### What the task requires:
Please rewrite the rows from the line with "Would you kindly point to the flat" through the end of the rows, putting "image" in place of "photo" wherever it occurs and changing nothing else. Leave the pictures out of your answer.
:: Working data
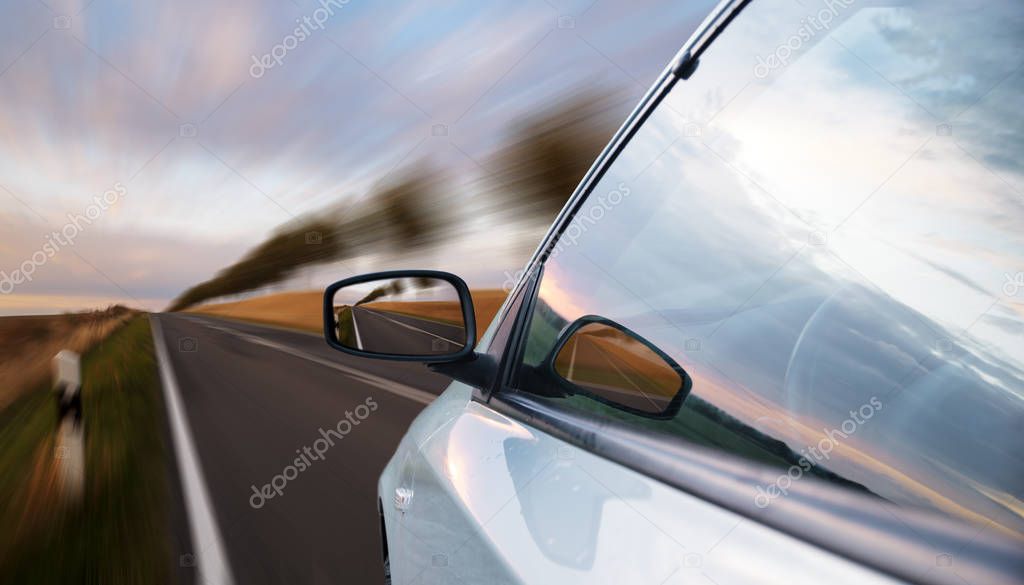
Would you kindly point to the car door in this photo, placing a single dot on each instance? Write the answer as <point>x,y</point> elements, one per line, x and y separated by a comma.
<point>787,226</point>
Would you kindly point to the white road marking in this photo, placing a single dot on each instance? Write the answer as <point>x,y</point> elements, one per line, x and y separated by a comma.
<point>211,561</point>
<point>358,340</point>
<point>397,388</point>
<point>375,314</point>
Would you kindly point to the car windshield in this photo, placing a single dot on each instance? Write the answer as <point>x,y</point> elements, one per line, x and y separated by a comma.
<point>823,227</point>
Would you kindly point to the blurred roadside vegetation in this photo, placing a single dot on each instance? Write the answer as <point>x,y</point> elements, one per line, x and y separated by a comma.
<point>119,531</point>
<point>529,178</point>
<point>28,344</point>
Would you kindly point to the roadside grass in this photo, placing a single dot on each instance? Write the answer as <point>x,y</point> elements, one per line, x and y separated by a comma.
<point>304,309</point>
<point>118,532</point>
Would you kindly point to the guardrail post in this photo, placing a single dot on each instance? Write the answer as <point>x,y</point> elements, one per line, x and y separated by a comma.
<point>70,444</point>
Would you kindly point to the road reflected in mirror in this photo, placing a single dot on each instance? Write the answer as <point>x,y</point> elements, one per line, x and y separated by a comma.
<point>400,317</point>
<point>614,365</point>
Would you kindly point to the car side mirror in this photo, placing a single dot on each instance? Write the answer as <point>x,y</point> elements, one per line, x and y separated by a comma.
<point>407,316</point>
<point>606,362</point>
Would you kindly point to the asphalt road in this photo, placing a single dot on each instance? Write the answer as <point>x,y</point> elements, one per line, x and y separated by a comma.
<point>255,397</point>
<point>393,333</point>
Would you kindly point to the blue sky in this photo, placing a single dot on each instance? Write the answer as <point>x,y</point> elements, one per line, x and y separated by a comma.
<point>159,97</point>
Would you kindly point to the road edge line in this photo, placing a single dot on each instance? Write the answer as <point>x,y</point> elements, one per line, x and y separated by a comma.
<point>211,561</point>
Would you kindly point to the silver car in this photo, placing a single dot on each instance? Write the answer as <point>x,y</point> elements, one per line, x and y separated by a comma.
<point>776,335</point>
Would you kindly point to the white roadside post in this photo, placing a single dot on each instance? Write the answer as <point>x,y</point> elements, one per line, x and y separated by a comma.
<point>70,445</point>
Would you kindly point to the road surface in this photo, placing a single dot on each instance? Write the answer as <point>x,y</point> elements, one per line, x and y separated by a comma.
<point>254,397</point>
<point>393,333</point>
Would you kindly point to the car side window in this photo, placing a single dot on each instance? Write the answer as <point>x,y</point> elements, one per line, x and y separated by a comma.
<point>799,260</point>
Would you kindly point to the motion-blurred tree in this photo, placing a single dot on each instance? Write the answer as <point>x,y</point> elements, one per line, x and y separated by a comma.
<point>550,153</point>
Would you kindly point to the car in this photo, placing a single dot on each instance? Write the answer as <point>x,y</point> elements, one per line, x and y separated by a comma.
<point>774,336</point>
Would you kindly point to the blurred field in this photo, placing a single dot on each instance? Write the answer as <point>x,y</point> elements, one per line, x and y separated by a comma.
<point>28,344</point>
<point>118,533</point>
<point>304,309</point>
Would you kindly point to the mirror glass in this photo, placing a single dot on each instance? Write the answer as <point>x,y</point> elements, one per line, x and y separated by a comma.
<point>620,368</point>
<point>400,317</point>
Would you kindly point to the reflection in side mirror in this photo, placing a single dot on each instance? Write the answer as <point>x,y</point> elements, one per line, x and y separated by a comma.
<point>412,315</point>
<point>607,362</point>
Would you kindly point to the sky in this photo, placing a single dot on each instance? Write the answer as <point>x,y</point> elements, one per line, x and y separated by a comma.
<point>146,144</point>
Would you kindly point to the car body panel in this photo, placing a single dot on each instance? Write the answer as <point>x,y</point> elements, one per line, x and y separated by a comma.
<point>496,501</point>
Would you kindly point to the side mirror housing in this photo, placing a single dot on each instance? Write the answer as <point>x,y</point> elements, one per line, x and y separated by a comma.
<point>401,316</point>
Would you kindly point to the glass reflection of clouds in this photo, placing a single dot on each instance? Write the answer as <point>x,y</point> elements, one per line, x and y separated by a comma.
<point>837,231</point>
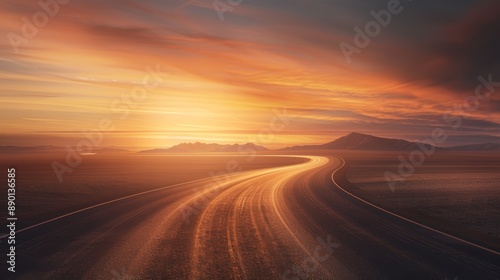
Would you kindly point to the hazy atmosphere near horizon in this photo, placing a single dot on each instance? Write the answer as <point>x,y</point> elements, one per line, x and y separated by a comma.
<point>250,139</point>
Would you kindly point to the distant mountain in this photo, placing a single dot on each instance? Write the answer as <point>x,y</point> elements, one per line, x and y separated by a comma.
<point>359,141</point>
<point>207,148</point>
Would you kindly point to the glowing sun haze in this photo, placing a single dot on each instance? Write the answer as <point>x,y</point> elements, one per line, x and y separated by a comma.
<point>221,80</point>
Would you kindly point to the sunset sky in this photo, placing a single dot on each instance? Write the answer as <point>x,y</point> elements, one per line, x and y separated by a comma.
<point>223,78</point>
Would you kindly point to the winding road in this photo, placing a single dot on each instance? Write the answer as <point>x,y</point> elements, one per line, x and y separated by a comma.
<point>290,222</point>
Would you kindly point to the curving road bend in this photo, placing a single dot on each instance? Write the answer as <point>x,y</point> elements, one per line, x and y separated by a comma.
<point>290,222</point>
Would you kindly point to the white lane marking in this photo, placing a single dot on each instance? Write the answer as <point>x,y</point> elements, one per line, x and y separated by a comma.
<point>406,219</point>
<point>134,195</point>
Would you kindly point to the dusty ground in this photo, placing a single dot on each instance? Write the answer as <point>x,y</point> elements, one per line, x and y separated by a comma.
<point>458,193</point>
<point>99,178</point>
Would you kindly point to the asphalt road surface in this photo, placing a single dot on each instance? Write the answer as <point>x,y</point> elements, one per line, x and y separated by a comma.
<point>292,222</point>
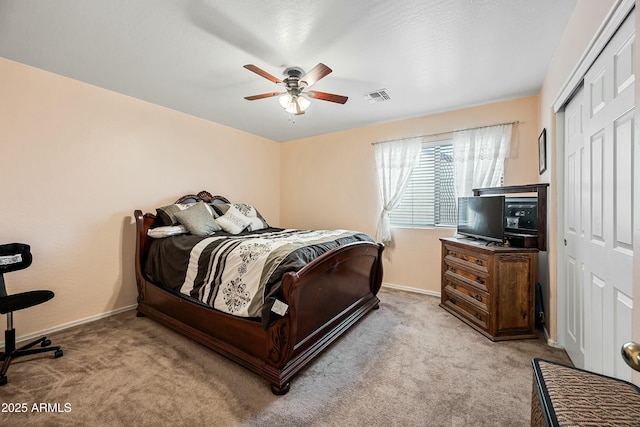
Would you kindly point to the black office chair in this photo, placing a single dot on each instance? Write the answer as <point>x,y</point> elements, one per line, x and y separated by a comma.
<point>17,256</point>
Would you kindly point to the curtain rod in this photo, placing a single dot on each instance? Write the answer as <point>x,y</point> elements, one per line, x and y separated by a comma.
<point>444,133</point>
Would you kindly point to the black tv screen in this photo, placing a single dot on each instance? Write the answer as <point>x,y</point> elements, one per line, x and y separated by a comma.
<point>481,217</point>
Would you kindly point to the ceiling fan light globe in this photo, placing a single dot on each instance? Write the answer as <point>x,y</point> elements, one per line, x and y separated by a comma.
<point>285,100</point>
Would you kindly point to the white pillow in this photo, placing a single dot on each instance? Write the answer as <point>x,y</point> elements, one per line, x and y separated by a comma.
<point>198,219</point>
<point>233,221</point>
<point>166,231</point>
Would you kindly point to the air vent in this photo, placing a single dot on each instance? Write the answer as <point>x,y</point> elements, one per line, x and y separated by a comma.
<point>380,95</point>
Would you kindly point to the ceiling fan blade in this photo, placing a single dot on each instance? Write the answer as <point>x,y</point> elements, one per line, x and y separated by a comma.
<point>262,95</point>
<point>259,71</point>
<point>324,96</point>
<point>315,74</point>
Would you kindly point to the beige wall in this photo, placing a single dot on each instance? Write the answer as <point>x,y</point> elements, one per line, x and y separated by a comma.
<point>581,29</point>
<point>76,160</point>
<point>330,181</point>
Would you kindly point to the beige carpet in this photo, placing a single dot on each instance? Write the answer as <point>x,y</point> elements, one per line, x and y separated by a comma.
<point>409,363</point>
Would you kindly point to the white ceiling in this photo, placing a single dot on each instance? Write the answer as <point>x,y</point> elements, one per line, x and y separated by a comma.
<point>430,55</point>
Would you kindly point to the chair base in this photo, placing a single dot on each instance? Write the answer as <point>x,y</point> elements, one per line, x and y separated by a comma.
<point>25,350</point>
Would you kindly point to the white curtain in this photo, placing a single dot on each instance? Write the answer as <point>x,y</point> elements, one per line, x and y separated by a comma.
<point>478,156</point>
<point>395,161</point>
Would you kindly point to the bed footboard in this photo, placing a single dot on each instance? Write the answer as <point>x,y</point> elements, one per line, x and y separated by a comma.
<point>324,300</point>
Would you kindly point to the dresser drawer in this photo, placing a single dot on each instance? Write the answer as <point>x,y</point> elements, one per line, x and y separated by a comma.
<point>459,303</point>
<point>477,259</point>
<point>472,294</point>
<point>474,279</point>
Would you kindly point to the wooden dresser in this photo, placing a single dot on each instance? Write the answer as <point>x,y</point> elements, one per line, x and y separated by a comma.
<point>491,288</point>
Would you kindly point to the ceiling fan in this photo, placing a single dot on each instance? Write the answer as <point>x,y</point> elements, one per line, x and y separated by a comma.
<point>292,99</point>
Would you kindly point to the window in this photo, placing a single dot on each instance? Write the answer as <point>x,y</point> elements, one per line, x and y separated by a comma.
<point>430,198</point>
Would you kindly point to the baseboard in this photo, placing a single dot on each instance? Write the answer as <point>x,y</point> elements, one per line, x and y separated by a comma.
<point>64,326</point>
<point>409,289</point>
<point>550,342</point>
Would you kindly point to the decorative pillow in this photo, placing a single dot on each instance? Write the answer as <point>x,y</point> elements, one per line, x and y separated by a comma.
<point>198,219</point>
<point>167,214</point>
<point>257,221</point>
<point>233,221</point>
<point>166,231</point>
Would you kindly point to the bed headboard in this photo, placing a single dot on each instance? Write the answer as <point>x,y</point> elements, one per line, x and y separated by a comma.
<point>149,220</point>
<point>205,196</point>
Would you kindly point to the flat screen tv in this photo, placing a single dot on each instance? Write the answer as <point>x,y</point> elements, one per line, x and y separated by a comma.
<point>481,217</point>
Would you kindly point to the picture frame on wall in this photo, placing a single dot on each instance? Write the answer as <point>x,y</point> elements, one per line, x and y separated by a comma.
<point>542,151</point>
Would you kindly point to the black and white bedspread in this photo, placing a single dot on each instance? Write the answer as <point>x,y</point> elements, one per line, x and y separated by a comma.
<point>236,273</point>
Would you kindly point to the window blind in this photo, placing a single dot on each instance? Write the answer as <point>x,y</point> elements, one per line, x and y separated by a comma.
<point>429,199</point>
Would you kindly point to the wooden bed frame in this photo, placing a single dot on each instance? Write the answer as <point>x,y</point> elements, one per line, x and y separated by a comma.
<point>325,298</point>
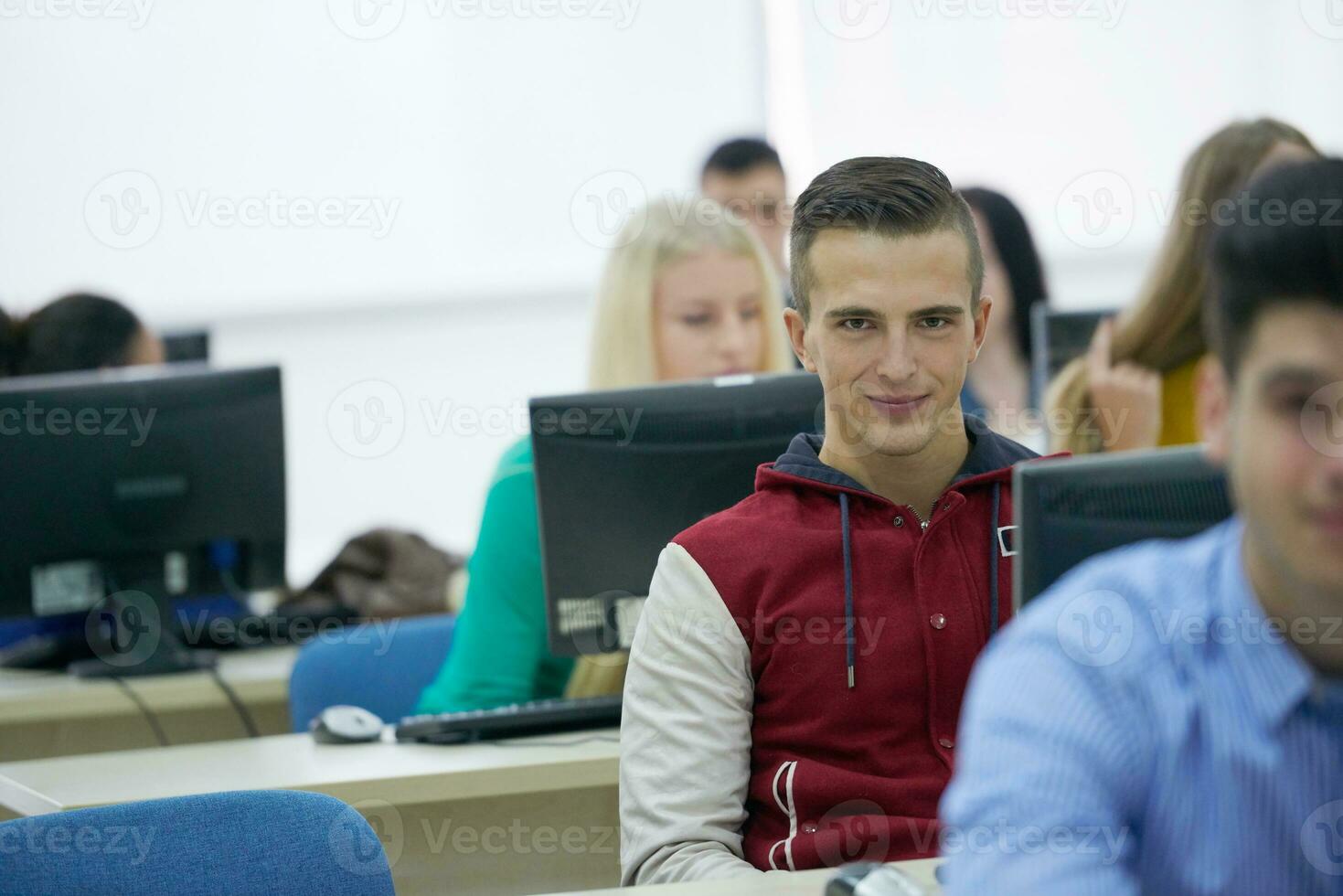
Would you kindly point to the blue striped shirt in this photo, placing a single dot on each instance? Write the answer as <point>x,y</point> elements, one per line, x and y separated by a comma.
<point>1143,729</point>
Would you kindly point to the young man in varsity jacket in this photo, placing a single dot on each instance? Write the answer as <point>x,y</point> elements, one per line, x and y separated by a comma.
::::
### The answer:
Would you kindly point to the flat screen tv in this image, placing a single dot on each instance? Write the answer as <point>x,y</point> elements, one per line, x and y separated by a comma.
<point>481,217</point>
Would you kindly point to the picture frame on wall in this image, placing a single dot on each instance? Write the answer as <point>x,y</point> elements, one per line, x and y separated by a comma.
<point>542,151</point>
Would you kindly point to the black and white bedspread in this image, placing a single dot on each instance? Write the answer as <point>x,y</point> elements, one per line, x and y separated by a comma.
<point>236,273</point>
Would you kindly point to the window blind in this image, placing a single dot on each instance? Write the answer as <point>x,y</point> elements, one per line, x and y separated by a comma.
<point>429,199</point>
Would you kindly point to the wooden bed frame in this image, placing a single dot on each instance? Write the answer as <point>x,y</point> elements, one per line, x and y separated by a comma.
<point>325,298</point>
Would you kindly point to the blue striped shirt in this image, placing a single dot on each instance? Write the answer as <point>x,y</point> elements, one per line, x and y separated by a comma.
<point>1143,729</point>
Would you kindly point to the young man in varsity jacket in this image, placing a single dot on each instance? Write the answer as <point>x,y</point> elements, one per line, x and y separated by a comma.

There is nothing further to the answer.